▶ _WHAT IS NEEDED_: Repeat verbatim every line of the material, beginning at the line that holds "Each instance of the short" and ending at its last line.

▶ _RECORDS FOR THE EXERCISE_:
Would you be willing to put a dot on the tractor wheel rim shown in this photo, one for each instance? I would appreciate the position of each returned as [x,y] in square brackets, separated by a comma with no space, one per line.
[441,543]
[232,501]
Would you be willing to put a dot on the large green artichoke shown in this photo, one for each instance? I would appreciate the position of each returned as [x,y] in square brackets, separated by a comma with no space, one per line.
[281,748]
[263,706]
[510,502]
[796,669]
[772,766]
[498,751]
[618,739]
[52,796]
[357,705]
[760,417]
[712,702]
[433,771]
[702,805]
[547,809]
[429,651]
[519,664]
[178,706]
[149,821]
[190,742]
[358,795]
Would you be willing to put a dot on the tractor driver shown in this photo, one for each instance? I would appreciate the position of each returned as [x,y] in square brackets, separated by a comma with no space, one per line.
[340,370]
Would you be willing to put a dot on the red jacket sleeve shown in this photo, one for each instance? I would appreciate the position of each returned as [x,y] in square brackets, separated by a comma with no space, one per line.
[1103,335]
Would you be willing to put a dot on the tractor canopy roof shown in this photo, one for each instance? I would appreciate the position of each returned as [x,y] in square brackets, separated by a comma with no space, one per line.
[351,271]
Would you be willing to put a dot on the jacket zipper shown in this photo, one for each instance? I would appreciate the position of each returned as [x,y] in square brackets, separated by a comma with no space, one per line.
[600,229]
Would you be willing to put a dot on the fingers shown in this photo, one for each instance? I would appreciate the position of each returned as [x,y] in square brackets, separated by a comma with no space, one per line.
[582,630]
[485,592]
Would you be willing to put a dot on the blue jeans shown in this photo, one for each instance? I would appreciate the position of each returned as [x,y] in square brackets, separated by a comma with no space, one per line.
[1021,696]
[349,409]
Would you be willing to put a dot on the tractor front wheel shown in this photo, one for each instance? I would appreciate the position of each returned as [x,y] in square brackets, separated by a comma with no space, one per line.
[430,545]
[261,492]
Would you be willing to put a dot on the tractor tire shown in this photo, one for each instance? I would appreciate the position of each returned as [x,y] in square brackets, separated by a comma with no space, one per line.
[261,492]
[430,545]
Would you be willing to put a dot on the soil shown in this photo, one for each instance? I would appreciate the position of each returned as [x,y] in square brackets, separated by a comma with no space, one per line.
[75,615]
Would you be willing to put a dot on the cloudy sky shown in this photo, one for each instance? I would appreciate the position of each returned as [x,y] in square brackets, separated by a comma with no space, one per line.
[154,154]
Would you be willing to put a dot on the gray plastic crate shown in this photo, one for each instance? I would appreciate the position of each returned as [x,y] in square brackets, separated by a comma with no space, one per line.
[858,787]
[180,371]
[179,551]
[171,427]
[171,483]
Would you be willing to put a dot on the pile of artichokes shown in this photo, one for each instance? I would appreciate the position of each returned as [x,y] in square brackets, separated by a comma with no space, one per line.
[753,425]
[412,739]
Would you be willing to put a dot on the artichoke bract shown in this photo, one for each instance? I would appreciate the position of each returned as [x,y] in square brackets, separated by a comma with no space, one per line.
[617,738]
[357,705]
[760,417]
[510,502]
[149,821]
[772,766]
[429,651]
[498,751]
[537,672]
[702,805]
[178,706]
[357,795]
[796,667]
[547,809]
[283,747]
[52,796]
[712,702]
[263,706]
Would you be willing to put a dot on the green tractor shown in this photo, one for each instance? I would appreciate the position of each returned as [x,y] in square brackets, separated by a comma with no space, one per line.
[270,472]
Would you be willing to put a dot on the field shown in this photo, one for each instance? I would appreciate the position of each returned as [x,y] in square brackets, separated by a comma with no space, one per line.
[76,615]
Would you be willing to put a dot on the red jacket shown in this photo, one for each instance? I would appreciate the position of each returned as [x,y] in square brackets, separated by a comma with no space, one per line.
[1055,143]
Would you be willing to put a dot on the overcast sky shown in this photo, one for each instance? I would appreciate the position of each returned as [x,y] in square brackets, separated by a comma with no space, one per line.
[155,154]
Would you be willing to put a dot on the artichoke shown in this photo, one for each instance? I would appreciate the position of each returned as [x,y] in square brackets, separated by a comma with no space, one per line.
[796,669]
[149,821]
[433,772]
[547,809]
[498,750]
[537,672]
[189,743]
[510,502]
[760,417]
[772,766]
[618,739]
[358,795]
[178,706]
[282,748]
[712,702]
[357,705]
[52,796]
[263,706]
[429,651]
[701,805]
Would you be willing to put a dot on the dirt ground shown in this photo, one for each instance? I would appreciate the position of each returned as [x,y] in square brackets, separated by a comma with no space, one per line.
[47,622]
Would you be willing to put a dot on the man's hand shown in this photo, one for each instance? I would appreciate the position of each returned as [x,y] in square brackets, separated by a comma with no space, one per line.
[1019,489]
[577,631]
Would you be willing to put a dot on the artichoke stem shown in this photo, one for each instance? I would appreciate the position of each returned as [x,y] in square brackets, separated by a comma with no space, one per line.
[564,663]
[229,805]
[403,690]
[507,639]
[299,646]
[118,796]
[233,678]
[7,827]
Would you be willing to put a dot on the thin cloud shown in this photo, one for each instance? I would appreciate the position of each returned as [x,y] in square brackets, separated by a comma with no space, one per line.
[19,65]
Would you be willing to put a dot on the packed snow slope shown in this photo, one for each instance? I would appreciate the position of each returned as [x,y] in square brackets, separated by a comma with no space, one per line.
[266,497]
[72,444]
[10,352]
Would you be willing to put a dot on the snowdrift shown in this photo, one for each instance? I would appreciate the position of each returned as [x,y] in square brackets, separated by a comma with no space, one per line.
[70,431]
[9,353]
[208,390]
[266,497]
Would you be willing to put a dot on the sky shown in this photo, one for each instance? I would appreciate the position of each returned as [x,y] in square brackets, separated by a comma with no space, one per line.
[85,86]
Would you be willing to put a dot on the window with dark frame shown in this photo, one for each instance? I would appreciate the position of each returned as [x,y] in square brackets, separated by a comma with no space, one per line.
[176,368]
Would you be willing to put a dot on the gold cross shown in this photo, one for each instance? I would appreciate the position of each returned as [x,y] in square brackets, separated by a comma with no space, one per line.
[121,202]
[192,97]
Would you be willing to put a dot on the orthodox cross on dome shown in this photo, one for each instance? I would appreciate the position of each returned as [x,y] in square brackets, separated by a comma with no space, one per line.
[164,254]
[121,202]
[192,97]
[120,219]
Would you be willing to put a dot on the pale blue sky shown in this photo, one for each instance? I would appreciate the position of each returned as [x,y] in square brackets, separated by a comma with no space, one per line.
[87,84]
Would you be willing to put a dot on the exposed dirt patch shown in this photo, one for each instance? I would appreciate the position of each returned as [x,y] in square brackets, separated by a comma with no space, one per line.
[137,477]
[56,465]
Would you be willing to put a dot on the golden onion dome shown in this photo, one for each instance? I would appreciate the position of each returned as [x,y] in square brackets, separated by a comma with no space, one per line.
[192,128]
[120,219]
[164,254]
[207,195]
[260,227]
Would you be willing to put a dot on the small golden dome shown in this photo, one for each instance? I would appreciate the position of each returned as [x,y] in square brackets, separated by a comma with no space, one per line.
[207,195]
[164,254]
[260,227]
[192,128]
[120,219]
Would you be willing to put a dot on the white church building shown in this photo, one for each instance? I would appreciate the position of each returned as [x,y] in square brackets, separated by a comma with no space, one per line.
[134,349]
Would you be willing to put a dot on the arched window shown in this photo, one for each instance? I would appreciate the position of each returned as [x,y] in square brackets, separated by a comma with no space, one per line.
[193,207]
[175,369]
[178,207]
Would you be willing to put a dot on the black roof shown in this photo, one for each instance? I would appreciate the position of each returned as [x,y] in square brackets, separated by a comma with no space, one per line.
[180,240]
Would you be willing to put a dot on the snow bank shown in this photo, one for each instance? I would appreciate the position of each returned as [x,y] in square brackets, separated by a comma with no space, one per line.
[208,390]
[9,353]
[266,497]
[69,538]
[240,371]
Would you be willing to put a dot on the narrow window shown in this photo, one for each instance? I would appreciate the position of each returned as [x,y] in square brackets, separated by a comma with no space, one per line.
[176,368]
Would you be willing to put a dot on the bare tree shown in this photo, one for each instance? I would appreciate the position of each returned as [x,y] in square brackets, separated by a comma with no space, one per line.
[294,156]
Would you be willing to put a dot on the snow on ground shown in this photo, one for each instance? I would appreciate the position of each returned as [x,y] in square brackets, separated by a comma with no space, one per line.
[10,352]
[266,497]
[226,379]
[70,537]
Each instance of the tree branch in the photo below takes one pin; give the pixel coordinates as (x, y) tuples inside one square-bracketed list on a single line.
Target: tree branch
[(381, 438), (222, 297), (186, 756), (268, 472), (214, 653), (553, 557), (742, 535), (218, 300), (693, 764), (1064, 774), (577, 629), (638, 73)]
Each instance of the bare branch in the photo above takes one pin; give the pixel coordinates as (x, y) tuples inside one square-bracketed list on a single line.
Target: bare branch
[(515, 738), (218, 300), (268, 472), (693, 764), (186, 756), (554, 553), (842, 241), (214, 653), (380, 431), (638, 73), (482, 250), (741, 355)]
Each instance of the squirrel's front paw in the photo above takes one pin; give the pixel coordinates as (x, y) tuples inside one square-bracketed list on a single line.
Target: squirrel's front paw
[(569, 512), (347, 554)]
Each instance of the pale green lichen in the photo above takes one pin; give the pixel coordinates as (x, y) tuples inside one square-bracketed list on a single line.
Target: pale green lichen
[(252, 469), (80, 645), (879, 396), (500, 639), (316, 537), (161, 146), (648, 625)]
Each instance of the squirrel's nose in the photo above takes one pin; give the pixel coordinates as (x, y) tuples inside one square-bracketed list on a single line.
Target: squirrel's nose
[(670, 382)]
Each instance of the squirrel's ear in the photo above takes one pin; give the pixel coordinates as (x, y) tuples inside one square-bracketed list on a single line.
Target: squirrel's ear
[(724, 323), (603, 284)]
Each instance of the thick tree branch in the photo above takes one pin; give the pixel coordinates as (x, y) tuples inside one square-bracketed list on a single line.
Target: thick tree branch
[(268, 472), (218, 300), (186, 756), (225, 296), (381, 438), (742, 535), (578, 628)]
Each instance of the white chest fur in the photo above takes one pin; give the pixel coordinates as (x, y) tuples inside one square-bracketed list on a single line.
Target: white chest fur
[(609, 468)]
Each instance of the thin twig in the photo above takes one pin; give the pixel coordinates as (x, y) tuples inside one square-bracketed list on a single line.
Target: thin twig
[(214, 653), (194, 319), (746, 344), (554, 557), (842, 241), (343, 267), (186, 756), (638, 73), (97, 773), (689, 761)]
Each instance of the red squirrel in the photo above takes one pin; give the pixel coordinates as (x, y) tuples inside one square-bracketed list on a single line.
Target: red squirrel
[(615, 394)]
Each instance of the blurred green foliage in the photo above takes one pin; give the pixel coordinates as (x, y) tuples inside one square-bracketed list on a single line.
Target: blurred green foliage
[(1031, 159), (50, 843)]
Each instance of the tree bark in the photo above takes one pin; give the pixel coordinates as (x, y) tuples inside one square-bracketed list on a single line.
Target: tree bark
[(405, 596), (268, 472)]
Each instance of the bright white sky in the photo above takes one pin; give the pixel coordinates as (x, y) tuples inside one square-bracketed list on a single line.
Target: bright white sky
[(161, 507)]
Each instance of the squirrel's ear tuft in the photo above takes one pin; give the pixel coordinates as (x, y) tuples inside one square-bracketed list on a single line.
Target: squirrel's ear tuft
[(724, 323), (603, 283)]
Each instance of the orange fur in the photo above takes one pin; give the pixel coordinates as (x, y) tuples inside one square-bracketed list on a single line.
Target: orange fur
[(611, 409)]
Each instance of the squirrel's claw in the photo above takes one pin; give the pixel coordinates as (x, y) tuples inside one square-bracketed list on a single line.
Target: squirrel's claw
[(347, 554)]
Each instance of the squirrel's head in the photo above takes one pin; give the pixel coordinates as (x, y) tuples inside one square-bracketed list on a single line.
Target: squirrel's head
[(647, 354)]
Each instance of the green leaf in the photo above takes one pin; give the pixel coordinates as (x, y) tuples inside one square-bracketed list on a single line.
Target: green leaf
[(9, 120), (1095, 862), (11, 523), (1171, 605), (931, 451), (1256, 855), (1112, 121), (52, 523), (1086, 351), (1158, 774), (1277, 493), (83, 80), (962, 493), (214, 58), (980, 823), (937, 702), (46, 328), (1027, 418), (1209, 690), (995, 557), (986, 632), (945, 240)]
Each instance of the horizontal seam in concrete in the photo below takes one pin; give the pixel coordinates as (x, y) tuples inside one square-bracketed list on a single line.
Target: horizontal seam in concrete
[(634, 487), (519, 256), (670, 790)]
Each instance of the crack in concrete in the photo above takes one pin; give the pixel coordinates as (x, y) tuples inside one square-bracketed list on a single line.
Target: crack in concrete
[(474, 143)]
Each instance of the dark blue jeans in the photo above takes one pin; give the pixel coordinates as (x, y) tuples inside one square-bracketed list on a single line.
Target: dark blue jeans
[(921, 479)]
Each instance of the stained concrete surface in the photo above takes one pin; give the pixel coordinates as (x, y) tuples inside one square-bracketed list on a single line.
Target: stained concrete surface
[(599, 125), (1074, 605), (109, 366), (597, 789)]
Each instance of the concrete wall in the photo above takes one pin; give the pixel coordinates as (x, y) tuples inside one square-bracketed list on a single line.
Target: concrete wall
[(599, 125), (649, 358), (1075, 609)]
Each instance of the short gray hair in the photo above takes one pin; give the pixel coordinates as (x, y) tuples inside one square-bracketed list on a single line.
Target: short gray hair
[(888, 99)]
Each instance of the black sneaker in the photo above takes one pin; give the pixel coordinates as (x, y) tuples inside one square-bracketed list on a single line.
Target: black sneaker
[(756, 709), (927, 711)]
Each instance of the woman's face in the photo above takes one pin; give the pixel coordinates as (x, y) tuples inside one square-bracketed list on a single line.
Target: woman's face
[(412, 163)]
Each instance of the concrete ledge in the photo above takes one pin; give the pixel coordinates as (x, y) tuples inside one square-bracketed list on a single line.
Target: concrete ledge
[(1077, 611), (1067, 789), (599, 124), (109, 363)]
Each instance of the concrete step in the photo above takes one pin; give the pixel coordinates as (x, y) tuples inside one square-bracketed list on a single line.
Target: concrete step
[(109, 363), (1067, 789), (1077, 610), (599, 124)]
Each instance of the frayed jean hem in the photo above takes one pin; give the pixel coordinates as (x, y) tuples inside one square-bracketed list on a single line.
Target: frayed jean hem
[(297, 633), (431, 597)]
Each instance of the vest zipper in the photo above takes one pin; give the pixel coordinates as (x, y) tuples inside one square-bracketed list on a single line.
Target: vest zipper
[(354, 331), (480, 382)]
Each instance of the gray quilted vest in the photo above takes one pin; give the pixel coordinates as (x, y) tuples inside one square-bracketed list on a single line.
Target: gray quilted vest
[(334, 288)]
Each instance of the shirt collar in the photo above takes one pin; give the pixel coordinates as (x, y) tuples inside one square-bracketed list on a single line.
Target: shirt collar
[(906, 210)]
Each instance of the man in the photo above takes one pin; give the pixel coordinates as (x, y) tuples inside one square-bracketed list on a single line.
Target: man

▶ _EXERCISE RESULT_:
Each instance of the short gray hair in the photo above takes one pin; give the pixel coordinates as (x, y) tuples inside one square-bracketed list on a single line.
Target: short gray hair
[(888, 99)]
Each instance of the black sneaker in the photo above takes one pin; give the pixel coordinates as (x, y) tuples inside one square-bracketed list on a single line.
Target: black sneaker
[(756, 709), (927, 711)]
Each instance of the woman's face in the photo above takes one pin; give the pixel coordinates as (x, y) tuples inside one square-bracketed list on a single line.
Target: woman's face
[(412, 163)]
Each instance of the concrete ledge in the photo above takes one pin; give the pixel coordinates as (x, y) tuples inside one square-bracketed list on a single line.
Target: concrete ledge
[(1077, 611), (1067, 789), (599, 124), (109, 363)]
Each instance of the concrete step in the photo above takes one pin; give the pixel coordinates as (x, y) tuples inside one square-bracketed list on a single line.
Target: concrete step
[(109, 363), (1067, 789), (1077, 610), (599, 124)]
Each instance of the frayed jean hem in the photo above takes one pin; give the pixel coordinates as (x, y) tuples inside one square-bracketed list on a single line.
Target: frayed jean hem
[(297, 633), (431, 597)]
Each instance of the vest zipper in the photo above takes one pin; give the pixel coordinates as (x, y) tuples inside one square-bracketed list on a single line.
Target: vest zipper
[(354, 331), (480, 382)]
Each instance of the gray quilted vest in the photo above takes one pin; give the pixel coordinates as (x, y) tuples inside one square-bracketed list on a single line.
Target: gray quilted vest
[(334, 288)]
Each instance of the shirt collar in the photo above takes one pin; give the pixel coordinates as (x, y) tuples inside one square-bracketed list on a single line.
Target: shirt collar
[(906, 210)]
Each instance of the man in the photo above takes one pin; give the pixel coordinates as (x, y) tuples inside one square-bracketed list on a single line.
Target: man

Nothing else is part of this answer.